[Dataset records]
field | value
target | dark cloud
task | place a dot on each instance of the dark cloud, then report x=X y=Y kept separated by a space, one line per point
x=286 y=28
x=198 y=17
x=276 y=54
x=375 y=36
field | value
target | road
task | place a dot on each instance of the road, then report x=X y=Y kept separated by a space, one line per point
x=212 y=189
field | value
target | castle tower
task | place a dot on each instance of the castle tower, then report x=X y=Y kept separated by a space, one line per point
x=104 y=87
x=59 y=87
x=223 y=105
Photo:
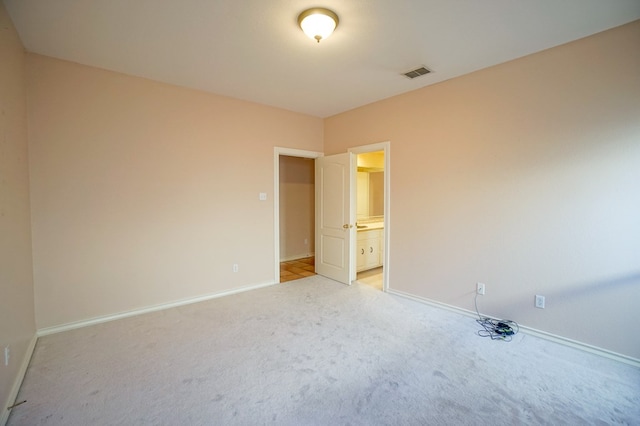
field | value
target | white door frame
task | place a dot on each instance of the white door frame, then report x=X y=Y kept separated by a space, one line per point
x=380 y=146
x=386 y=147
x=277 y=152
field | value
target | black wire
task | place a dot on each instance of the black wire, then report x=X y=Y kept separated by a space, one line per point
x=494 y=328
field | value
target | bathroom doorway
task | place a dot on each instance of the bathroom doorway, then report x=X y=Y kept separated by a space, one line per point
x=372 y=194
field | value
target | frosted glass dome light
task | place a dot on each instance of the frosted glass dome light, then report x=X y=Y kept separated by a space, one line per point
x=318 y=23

### TASK TO CARRY OUT
All lines from the one holding "target | white door frame" through the end of the entries need to be given again exactly. Leave out the others.

### ANSWER AREA
target | white door frame
task | place a dot on each instance of the white door frame, then report x=X y=Y kept separated by a space, one line per point
x=380 y=146
x=386 y=147
x=277 y=152
field | value
target | black wire
task | place a dot on each instance of the black wire, then report x=X y=Y kept separated by a space, one line per point
x=494 y=328
field | value
target | bathroom doorway
task | place a dot on each instance of the bathroom doorway, then report x=X y=Y kept separated by a space, one line per point
x=372 y=194
field | value
target | frosted glass dome light
task | place a dot on each instance of the frosted glass dome light, then report x=X y=Y kept separated by a space, one line per point
x=318 y=23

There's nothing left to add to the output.